**Materials provided:**
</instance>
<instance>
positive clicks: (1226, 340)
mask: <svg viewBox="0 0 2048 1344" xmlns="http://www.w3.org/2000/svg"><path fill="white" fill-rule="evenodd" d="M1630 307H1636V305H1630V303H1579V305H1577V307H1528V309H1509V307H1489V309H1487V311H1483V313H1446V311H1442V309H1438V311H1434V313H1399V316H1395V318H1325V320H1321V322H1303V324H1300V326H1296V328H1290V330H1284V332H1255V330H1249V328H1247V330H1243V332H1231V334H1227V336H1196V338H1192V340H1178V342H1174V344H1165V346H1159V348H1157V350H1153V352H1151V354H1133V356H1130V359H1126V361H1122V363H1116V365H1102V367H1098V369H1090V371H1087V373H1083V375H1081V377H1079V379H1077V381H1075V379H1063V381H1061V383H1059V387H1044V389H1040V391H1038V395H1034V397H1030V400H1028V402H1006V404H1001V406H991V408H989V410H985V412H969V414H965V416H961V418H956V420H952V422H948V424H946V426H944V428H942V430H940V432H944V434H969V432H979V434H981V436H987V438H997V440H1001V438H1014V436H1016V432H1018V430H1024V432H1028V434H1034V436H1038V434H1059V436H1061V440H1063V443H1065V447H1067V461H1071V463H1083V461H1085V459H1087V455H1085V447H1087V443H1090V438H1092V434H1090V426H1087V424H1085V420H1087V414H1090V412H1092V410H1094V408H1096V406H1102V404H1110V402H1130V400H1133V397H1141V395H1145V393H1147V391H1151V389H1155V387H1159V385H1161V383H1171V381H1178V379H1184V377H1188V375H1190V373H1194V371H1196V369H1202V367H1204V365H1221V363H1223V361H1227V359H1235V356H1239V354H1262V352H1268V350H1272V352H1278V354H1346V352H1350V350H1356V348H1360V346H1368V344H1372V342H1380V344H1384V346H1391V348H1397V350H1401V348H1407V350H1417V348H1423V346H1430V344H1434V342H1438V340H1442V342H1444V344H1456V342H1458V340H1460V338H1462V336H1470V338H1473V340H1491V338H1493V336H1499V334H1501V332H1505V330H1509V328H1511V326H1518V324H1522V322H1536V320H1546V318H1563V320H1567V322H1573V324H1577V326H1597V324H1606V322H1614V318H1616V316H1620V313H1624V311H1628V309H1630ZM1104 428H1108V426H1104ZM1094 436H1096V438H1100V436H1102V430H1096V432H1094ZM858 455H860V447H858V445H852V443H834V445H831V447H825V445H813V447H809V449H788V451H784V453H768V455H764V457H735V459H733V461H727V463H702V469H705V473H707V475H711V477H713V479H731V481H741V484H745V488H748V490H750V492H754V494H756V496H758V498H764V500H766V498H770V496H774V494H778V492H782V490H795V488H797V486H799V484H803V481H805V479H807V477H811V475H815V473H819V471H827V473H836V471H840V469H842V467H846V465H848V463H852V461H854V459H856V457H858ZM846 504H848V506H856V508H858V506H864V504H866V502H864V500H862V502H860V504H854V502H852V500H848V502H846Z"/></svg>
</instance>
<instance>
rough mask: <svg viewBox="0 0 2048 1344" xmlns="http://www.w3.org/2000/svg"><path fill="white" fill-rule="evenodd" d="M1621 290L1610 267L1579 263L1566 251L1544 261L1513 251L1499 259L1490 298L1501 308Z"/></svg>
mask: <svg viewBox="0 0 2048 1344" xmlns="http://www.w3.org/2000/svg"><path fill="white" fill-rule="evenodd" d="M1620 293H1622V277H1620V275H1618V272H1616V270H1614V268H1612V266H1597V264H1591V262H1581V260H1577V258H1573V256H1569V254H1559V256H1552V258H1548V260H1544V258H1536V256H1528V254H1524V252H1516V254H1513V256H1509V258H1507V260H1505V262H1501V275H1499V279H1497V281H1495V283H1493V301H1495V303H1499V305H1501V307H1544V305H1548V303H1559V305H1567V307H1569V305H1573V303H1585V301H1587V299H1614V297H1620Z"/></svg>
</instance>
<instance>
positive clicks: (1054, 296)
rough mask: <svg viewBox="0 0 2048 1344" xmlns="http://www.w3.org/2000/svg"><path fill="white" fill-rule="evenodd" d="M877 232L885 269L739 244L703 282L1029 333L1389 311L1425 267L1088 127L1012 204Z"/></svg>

**Exercise details:**
Write all the entries again precisely as they were given.

**Solution to this exercise:**
</instance>
<instance>
positive clicks: (1226, 340)
mask: <svg viewBox="0 0 2048 1344" xmlns="http://www.w3.org/2000/svg"><path fill="white" fill-rule="evenodd" d="M1630 307H1636V305H1630V303H1579V305H1577V307H1528V309H1509V307H1489V309H1487V311H1483V313H1446V311H1442V309H1438V311H1434V313H1399V316H1395V318H1325V320H1321V322H1303V324H1300V326H1296V328H1290V330H1284V332H1255V330H1249V328H1247V330H1243V332H1231V334H1227V336H1196V338H1192V340H1178V342H1174V344H1165V346H1159V348H1157V350H1153V352H1151V354H1133V356H1130V359H1126V361H1122V363H1116V365H1102V367H1098V369H1090V371H1087V373H1083V375H1081V377H1079V379H1077V381H1075V379H1063V381H1061V383H1059V387H1044V389H1040V391H1038V395H1034V397H1030V400H1028V402H1006V404H1001V406H991V408H989V410H985V412H969V414H965V416H961V418H956V420H952V422H948V424H946V426H944V428H942V430H940V432H944V434H969V432H979V434H981V436H987V438H997V440H1001V438H1014V436H1016V432H1018V430H1024V432H1028V434H1034V436H1038V434H1059V436H1061V440H1063V443H1065V447H1067V461H1071V463H1083V461H1085V459H1087V455H1085V447H1087V443H1090V438H1092V434H1090V426H1087V424H1085V420H1087V414H1090V412H1092V410H1094V408H1096V406H1102V404H1110V402H1130V400H1133V397H1141V395H1145V393H1147V391H1151V389H1155V387H1159V385H1161V383H1171V381H1178V379H1184V377H1188V375H1190V373H1194V371H1196V369H1202V367H1204V365H1221V363H1223V361H1227V359H1235V356H1239V354H1262V352H1268V350H1272V352H1278V354H1346V352H1350V350H1356V348H1360V346H1368V344H1372V342H1380V344H1384V346H1391V348H1397V350H1401V348H1407V350H1417V348H1423V346H1430V344H1434V342H1438V340H1442V342H1444V344H1456V342H1458V340H1460V338H1462V336H1470V338H1473V340H1491V338H1493V336H1499V334H1501V332H1505V330H1509V328H1511V326H1518V324H1522V322H1536V320H1546V318H1563V320H1567V322H1573V324H1577V326H1597V324H1606V322H1614V318H1616V316H1620V313H1624V311H1628V309H1630ZM1104 428H1108V426H1104ZM1094 436H1096V438H1100V436H1102V430H1096V432H1094ZM858 455H860V447H858V445H852V443H834V445H831V447H825V445H813V447H809V449H788V451H784V453H768V455H764V457H735V459H733V461H727V463H702V469H705V473H707V475H711V477H713V479H731V481H741V484H745V488H748V490H750V492H754V494H756V496H758V498H764V500H766V498H770V496H774V494H778V492H782V490H795V488H797V486H799V484H803V481H805V479H807V477H811V475H815V473H819V471H827V473H836V471H840V469H842V467H846V465H848V463H852V461H854V459H856V457H858ZM846 504H848V506H856V508H858V506H864V504H866V502H864V500H862V502H860V504H854V502H852V500H848V502H846Z"/></svg>
</instance>
<instance>
rough mask: <svg viewBox="0 0 2048 1344" xmlns="http://www.w3.org/2000/svg"><path fill="white" fill-rule="evenodd" d="M1621 290L1610 267L1579 263L1566 251L1544 261L1513 251L1499 259L1490 298L1501 308Z"/></svg>
mask: <svg viewBox="0 0 2048 1344" xmlns="http://www.w3.org/2000/svg"><path fill="white" fill-rule="evenodd" d="M1620 293H1622V277H1620V275H1618V272H1616V270H1614V268H1612V266H1597V264H1591V262H1581V260H1577V258H1573V256H1569V254H1559V256H1552V258H1548V260H1544V258H1536V256H1528V254H1524V252H1516V254H1513V256H1509V258H1507V260H1505V262H1501V275H1499V279H1497V281H1495V283H1493V301H1495V303H1499V305H1501V307H1544V305H1548V303H1559V305H1567V307H1569V305H1573V303H1585V301H1587V299H1614V297H1620Z"/></svg>
</instance>
<instance>
positive clicks: (1054, 296)
rough mask: <svg viewBox="0 0 2048 1344" xmlns="http://www.w3.org/2000/svg"><path fill="white" fill-rule="evenodd" d="M877 232L885 269L739 244L703 282L1029 333L1389 311L1425 267L1088 127L1012 204Z"/></svg>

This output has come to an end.